_GIVEN TASK:_ All of the data below should be written out exactly.

_THE RECORDS:_
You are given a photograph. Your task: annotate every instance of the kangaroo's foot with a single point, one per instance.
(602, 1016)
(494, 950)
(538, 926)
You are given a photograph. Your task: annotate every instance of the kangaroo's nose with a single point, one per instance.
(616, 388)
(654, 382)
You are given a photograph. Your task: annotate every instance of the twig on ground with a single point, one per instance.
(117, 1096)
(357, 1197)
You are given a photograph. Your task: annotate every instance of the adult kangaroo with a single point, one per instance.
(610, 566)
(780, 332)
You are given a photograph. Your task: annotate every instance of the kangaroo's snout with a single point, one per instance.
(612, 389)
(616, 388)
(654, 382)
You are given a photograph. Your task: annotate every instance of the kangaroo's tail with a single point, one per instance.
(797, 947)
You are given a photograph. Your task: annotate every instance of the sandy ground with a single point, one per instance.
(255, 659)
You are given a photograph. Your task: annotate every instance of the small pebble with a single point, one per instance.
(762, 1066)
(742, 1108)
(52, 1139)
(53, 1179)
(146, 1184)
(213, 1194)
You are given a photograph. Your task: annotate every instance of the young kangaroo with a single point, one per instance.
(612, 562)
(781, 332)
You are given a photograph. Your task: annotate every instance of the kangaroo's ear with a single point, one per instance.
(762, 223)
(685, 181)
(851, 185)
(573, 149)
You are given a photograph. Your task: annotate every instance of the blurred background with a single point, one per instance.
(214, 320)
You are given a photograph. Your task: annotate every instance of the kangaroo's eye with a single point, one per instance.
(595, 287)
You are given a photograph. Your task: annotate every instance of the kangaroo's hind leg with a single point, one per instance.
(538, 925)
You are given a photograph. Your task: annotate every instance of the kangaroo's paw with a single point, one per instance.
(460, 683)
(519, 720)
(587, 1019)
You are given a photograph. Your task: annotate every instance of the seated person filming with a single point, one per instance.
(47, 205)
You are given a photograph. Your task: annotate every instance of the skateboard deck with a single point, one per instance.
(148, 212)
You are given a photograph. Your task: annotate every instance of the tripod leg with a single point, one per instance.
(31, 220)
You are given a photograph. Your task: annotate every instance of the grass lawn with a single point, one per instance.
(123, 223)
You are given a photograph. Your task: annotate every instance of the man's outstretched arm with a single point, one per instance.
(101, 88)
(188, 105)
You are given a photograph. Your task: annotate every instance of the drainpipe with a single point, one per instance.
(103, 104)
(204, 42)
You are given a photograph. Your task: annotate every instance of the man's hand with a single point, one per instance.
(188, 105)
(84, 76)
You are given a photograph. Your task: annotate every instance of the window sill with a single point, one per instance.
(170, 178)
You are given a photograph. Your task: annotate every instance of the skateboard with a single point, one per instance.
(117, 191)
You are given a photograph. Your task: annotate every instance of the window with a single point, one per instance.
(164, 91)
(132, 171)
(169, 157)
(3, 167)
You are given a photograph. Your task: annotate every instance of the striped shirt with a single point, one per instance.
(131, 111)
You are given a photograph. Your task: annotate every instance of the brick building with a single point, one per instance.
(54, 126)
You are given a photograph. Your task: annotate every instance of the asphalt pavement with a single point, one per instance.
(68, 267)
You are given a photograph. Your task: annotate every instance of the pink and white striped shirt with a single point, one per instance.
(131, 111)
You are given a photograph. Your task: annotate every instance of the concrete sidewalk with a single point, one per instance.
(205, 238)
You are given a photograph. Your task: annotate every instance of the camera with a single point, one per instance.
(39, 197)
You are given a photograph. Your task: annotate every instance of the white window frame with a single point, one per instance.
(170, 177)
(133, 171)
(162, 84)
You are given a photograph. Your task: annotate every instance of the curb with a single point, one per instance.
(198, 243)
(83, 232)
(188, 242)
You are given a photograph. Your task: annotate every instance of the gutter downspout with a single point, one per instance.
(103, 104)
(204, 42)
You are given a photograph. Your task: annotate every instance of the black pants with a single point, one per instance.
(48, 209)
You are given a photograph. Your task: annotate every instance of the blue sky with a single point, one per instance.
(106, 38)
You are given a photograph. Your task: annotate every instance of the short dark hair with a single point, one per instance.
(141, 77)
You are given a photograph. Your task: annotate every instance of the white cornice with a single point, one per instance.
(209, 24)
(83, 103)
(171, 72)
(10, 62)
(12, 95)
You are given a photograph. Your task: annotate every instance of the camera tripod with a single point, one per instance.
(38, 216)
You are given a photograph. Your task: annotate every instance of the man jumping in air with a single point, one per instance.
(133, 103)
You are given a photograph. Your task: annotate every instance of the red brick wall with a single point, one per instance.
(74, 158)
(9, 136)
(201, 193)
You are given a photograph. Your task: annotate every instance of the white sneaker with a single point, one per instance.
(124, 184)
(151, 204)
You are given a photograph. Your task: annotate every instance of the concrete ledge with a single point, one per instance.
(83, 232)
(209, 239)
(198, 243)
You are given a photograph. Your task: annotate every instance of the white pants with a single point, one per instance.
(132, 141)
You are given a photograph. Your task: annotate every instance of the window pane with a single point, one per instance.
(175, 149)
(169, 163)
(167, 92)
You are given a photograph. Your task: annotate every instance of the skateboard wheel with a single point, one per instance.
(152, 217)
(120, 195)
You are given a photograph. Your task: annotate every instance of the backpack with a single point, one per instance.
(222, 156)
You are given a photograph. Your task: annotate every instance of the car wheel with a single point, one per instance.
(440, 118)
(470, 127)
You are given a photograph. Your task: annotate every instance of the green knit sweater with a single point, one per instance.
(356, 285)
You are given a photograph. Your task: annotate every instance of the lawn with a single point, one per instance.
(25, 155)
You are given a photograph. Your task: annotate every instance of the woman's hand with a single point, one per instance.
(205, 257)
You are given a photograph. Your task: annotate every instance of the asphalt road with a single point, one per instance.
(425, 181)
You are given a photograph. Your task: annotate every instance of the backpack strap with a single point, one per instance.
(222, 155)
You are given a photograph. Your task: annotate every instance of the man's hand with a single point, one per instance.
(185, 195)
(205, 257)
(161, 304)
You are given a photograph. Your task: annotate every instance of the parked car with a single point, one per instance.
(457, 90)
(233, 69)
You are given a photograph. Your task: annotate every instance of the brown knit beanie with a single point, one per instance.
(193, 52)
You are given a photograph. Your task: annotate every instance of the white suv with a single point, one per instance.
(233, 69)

_RESPONSE TO THIS EXERCISE:_
You are given a photograph. Your task: annotate every instance of the kangaroo's foot with a single point, one per instance.
(602, 1016)
(494, 950)
(538, 926)
You are given a photograph. Your task: annotate every instance of the kangaroo's nose with a single point, one per instance.
(616, 388)
(654, 382)
You are given a photograph. Your task: annotate every instance of the twig on ground with a single point, one per instance.
(117, 1096)
(357, 1197)
You are given a photograph. Your task: annotate every instance of the adult kangaroo with a single point, one per instance.
(610, 566)
(780, 332)
You are given a photograph. Your task: annotate every instance of the kangaroo's snout with a single point, one per instance.
(612, 389)
(616, 388)
(654, 382)
You are given a photograph. Your task: annotate every instance of the kangaroo's tail with a single point, one per instance.
(797, 947)
You are given a photograph. Your task: annotate every instance of the sandy ground with a single point, one per instance.
(255, 659)
You are given a photograph. Your task: annotate every instance of the small pebble with a single point, one per instance.
(762, 1066)
(742, 1108)
(52, 1139)
(53, 1179)
(146, 1184)
(213, 1194)
You are given a photograph. Your task: annotate every instance of the young kangaroo with a single point, one per instance.
(612, 562)
(781, 332)
You are given a photograph. Your task: annotate every instance of the kangaroo's ear with a single point, one per instance.
(762, 223)
(685, 181)
(851, 185)
(573, 149)
You are given a photograph. Your task: annotate every instance of the blurred background with a single point, one per instance.
(214, 320)
You are given a photograph. Your task: annotate every instance of the kangaroo's eye with a single point, one per instance.
(595, 287)
You are given a photograph. Your task: annotate every instance of the kangaroo's hind leg with a single point, one per instance.
(538, 925)
You are given a photograph. Your task: annotate every instance of the kangaroo's paw with a single point, one per instance.
(460, 683)
(519, 720)
(587, 1019)
You are given a photograph. Your task: annotate every instance of the seated person filming with a single point, one per instance.
(47, 205)
You are given a photograph. Your task: annotate every instance of the skateboard deck with a single point, one per instance.
(148, 212)
You are given a photograph. Your task: annotate every instance of the tripod leg with a single point, one per instance.
(31, 220)
You are given a photograph. Your task: annotate every instance of the grass lawn with a single point, one per instance.
(123, 223)
You are given a photograph. Your task: annotate every instance of the man's outstretched arm with a single point, one per instance.
(101, 88)
(188, 105)
You are given a photograph. Your task: annotate every instance of the drainpipe with a single point, one per instance.
(103, 104)
(204, 42)
You are given a photograph. Your task: annotate every instance of the man's hand with a single point, one per instance.
(188, 105)
(84, 76)
You are given a photograph. Your task: annotate every instance of the window sill with a single point, one per instance.
(170, 178)
You are given a photograph. Your task: annotate every instance of the skateboard with a single point, one per instance.
(117, 191)
You are given a photograph. Your task: annotate every instance of the window with a single point, one per instance.
(164, 91)
(132, 171)
(169, 157)
(3, 167)
You are given a photograph. Your task: annotate every instance of the striped shirt with a single point, one per instance.
(131, 111)
You are given a photograph. Your task: annotate every instance of the brick building with a single point, one per instance.
(54, 126)
You are given a photograph. Your task: annotate every instance of the asphalt pavement with a single point, one per instance.
(68, 267)
You are given a photograph. Your task: annotate every instance of the pink and white striped shirt with a single point, one per instance.
(131, 111)
You are given a photograph. Your task: annotate every instance of the concrete sidewalk with a single point, one per instance.
(205, 238)
You are given a photograph. Your task: annotate every instance of the camera with a single point, one per instance.
(39, 197)
You are given a photograph. Your task: annotate every instance of the white window frame with a single point, one per instance.
(170, 177)
(133, 171)
(162, 84)
You are given a photograph. Your task: annotate every instance of the curb with a single point, one per instance.
(198, 243)
(83, 232)
(188, 242)
You are given a photograph. Your task: annotate every instance of the gutter downspout with a single point, one per instance.
(103, 104)
(204, 42)
You are given a photograph. Your task: annotate every instance of the black pants with a single point, one per instance.
(48, 209)
You are given a photograph. Your task: annotate every instance of the blue sky with a single point, one per instance.
(106, 38)
You are given a photograph. Your task: annotate every instance of the short dark hair with a single point, one per instance.
(141, 77)
You are given a photograph. Your task: annotate every instance of the white cornice with a single point, one per instance.
(209, 24)
(83, 103)
(171, 72)
(10, 62)
(12, 95)
You are given a photograph. Your task: annotate every instance of the camera tripod with a single point, one per instance.
(38, 216)
You are given a photograph. Your task: annotate every instance of the man jumping in air with a single point, one per instance.
(133, 103)
You are given a photograph. Your task: annotate every instance of the red brick wall with a single point, one per instance.
(74, 158)
(9, 136)
(201, 193)
You are given a photograph. Your task: annotate every instance of the white sneaker with a single point, one per instance.
(124, 184)
(151, 204)
You are given a photograph. Your task: annotate every instance of the concrete ledge with a single point, one per instance.
(83, 232)
(209, 239)
(198, 243)
You are given a photograph. Your task: annotate every instance of the white pants with a single point, one per instance.
(132, 141)
You are given a photograph. Your task: annotate every instance of the window pane with a single point, one per instance.
(175, 149)
(169, 163)
(167, 92)
You are given a photograph. Your task: annotate every instance of the skateboard wheel with a single point, one per instance.
(152, 217)
(120, 195)
You are given a photograph. Your task: annotate every instance of the backpack with a single point, one per instance.
(222, 156)
You are given a photograph. Your task: annotate every instance of the car wheel with a single point, one per instance.
(440, 118)
(470, 127)
You are given a photograph. Your task: annotate every instance of the green knit sweater with a single point, one per instance.
(356, 285)
You are given a photograph. Your task: annotate every instance of the lawn with a single point, one per instance.
(25, 155)
You are given a photograph. Your task: annotate every instance of the woman's hand with a single point, one per instance.
(205, 257)
You are given a photograph. Your task: annotate every instance of the asphalt road with a single point, one per instance.
(425, 181)
You are given a photograph. Your task: annotate every instance of the backpack strap with a single point, one per instance.
(222, 155)
You are given a photograph. Your task: annotate every instance of the man's hand with a single point, one per instance.
(185, 195)
(205, 257)
(161, 304)
You are given a photograph. Your task: annotate every instance of the parked car with a single point, one per instance.
(457, 90)
(233, 69)
You are given a photograph. Your task: annotate every instance of the brown knit beanie with a single point, one per instance.
(193, 52)
You are given a photograph. Your task: annotate every instance of the white suv with a single point, one per instance.
(233, 69)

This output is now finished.